*Exercise task:*
Verbatim output of all the material below is required.

*Data provided:*
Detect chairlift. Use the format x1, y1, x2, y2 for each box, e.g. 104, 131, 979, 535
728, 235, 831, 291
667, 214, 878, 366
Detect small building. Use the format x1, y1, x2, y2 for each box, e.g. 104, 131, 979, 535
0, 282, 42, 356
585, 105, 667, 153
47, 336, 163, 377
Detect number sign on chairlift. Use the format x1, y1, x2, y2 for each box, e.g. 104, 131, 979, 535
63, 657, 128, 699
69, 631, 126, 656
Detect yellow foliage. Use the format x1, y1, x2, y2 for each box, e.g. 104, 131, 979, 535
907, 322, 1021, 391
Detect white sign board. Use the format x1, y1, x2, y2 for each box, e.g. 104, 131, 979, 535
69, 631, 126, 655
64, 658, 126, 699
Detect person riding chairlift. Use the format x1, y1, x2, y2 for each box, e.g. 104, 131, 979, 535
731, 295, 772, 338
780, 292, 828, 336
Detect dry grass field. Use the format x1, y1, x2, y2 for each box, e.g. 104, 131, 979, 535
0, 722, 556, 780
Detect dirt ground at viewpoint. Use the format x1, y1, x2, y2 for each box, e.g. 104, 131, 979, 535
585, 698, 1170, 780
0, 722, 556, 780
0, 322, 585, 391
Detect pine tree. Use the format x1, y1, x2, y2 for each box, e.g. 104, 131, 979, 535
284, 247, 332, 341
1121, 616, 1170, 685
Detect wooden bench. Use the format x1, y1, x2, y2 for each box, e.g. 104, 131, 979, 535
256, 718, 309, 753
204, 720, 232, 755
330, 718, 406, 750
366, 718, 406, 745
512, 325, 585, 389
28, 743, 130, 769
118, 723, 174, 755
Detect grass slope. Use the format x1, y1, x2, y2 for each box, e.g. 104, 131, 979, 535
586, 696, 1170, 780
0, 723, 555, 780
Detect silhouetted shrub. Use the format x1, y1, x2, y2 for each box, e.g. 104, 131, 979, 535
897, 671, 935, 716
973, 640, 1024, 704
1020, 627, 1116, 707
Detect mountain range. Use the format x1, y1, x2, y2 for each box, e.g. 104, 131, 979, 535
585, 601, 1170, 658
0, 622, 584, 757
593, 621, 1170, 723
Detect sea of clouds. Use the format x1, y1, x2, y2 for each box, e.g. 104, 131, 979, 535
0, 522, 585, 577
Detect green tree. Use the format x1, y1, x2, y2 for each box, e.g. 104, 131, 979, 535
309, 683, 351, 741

*Task output:*
Detect chairlift. Use the format x1, y1, x2, y2 for each box, e.g. 104, 131, 979, 535
728, 235, 831, 291
667, 214, 878, 366
Detect small building. Use the format x1, y1, x2, y2 for each box, e.g. 104, 131, 979, 535
0, 282, 42, 356
585, 105, 667, 153
47, 336, 163, 377
Detect number sign on chairlift. Use the format x1, y1, x2, y2 for each box, e.g. 104, 131, 979, 535
63, 657, 128, 699
69, 631, 126, 656
Detect yellow foliage. Use the format x1, y1, x2, y2 for each box, e.g. 104, 131, 979, 535
907, 322, 1021, 391
Detect white sign board. Use the format x1, y1, x2, y2 for each box, e.g. 104, 131, 979, 535
69, 631, 126, 655
64, 658, 126, 699
Detect person riding chairlift. Use the format x1, y1, x2, y2 for each box, e.g. 104, 131, 979, 535
731, 295, 772, 338
780, 292, 828, 336
Detect dry grass field. Use the format x1, y1, x2, y2 for each box, e.g. 104, 131, 979, 535
0, 722, 556, 780
Detect dirt ground at viewpoint. Use the format x1, y1, x2, y2 for each box, e.g. 104, 131, 979, 535
585, 698, 1170, 780
0, 722, 556, 780
0, 322, 585, 391
Detect pine tree. Use the format x1, y1, x2, y2 for each box, e.g. 104, 131, 979, 535
284, 247, 332, 341
1121, 616, 1170, 685
Detect wooden bench. Use the format x1, y1, x2, y2 for each box, e.g. 104, 131, 979, 535
256, 718, 309, 753
204, 720, 232, 755
330, 718, 406, 750
366, 718, 406, 745
512, 325, 585, 389
28, 743, 130, 769
118, 723, 174, 755
Detect grass slope. Use the format x1, y1, x2, y2 for each box, e.g. 104, 131, 979, 535
586, 696, 1170, 780
0, 723, 555, 780
Detect silhouetted shrub. Use the format x1, y1, x2, y2 for each box, e.g. 104, 131, 979, 535
897, 671, 935, 716
973, 640, 1024, 704
1020, 627, 1116, 707
Detect mountain range. Use the format x1, y1, x2, y2 for each box, e.g. 104, 131, 979, 535
585, 601, 1170, 658
0, 622, 584, 757
593, 621, 1170, 723
Detect sea of clouds. Use the format x1, y1, x2, y2 for each box, e.g. 104, 131, 979, 535
0, 522, 585, 577
Detect green tree. Use the format x1, y1, x2, y2 for each box, e.g. 104, 131, 979, 535
309, 683, 351, 741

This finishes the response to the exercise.